PROBLEM DESCRIPTION:
Count the lines in the items below that contain the string "white", treating case as significant, and reply with only that number.

(Data items)
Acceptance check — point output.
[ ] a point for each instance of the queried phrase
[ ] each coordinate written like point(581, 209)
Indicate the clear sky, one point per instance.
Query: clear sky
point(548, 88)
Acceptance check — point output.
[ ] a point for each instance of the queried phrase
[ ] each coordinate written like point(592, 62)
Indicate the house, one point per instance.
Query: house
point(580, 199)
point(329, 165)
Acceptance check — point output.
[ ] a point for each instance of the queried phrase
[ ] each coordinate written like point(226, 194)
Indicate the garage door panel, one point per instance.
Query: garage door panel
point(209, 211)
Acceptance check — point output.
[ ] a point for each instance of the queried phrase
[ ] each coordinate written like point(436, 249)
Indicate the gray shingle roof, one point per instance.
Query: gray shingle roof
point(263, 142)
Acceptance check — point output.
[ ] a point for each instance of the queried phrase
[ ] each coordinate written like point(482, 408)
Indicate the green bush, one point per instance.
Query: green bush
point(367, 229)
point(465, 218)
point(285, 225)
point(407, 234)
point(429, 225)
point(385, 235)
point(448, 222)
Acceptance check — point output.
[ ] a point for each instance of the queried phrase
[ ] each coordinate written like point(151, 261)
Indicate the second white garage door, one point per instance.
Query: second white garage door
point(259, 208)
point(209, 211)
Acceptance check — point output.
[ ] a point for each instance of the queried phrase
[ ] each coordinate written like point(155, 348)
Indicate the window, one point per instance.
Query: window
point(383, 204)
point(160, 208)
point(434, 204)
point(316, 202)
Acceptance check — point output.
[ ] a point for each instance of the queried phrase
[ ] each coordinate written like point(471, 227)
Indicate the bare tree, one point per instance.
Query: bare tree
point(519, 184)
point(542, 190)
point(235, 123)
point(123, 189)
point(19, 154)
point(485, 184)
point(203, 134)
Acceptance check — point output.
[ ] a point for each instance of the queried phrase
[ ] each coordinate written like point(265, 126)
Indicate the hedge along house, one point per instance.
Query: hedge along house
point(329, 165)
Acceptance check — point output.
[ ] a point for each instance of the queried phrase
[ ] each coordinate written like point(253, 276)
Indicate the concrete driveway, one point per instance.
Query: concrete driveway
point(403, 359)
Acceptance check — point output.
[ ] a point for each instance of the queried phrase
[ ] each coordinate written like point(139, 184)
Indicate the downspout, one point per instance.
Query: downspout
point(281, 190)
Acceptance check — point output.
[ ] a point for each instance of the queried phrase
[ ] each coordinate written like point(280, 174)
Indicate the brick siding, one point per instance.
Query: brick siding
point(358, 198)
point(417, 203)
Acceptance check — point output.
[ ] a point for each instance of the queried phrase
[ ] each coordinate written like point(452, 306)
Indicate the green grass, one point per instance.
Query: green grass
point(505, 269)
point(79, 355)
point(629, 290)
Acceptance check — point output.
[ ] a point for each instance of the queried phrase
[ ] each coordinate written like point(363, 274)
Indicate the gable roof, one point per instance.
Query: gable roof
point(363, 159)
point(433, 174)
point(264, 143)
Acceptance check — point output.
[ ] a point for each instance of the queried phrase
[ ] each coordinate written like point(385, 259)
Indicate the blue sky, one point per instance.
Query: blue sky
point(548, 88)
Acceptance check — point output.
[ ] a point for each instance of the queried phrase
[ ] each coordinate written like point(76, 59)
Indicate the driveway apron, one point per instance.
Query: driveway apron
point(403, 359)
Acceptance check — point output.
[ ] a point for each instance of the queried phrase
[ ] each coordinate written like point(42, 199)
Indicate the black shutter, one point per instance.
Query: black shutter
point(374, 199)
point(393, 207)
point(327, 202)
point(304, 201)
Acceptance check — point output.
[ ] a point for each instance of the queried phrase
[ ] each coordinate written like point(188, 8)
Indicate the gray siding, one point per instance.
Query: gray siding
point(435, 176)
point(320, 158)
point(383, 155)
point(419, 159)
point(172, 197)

EXERCISE RESULT:
2